▶ Work to do
Extract every line of the records that contains the word "falling", matching case exactly.

----------------

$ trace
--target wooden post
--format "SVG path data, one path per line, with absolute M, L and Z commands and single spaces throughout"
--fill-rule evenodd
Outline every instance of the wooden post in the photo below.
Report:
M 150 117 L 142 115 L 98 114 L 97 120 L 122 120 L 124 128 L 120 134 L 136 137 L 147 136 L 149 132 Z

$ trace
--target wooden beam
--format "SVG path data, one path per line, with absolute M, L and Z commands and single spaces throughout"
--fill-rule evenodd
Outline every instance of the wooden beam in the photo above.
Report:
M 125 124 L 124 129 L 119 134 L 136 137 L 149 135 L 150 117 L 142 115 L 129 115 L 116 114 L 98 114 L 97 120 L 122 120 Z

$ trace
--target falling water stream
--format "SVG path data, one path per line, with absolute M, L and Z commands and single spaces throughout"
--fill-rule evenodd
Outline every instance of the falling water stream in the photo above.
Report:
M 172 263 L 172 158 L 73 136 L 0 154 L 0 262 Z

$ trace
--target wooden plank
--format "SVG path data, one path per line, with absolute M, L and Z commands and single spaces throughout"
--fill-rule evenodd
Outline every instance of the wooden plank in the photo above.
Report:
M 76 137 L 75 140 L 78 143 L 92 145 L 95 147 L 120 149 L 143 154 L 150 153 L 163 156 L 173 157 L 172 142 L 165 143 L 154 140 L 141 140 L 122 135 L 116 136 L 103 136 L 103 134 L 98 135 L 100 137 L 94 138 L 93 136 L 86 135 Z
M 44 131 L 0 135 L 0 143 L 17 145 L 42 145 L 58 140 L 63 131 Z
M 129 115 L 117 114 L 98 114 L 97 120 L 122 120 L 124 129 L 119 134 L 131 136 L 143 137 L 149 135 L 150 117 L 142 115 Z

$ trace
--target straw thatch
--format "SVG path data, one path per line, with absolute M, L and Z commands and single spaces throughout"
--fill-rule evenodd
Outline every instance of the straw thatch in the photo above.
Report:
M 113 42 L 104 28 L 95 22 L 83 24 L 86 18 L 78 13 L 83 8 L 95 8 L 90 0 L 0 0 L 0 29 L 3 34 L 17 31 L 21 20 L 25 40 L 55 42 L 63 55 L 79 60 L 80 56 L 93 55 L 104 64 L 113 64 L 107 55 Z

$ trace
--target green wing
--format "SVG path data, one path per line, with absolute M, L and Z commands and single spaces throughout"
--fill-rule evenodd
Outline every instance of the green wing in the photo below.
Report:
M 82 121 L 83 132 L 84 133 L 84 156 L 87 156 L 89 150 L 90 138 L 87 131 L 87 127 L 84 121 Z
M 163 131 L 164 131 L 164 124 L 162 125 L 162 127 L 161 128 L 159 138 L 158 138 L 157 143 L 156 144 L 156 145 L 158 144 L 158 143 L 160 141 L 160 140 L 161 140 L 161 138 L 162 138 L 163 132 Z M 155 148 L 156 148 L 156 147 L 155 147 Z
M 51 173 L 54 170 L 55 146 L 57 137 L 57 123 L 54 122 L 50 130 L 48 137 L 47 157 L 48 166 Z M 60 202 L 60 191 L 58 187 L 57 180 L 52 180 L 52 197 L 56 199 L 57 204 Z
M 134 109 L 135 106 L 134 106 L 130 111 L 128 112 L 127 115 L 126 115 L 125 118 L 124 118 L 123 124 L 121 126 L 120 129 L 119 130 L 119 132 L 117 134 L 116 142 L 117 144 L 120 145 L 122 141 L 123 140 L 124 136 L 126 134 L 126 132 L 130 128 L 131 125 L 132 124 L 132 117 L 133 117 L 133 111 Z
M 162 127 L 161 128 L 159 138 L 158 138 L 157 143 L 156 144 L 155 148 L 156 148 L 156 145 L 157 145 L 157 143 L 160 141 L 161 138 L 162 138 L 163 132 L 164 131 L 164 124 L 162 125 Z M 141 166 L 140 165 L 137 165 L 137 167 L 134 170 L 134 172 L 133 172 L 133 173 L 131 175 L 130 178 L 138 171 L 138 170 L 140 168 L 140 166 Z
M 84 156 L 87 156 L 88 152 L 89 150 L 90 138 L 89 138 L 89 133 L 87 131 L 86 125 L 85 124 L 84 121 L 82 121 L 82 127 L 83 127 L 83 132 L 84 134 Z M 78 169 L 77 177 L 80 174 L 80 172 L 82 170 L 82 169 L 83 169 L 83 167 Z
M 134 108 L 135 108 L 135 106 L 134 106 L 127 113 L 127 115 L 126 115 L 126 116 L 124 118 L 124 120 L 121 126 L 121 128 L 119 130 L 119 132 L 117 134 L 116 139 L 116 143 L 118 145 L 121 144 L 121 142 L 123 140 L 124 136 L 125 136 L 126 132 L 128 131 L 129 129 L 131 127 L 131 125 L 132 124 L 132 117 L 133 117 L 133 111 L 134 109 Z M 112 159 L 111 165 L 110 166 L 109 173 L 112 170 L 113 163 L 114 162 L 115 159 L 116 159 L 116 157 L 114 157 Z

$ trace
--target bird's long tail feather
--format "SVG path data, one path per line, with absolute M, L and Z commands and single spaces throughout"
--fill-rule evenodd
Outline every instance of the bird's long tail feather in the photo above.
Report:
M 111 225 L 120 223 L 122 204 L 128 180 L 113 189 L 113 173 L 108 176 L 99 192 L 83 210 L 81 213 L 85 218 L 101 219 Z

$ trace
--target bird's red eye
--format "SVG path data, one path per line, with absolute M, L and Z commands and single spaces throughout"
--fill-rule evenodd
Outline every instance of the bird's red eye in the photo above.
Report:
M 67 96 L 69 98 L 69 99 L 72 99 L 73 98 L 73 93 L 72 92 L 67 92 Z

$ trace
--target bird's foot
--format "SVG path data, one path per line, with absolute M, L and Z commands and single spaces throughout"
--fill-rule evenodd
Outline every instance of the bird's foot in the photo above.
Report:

----------------

▶ Complete response
--target falling water stream
Outline every instance of the falling water stream in the photo above.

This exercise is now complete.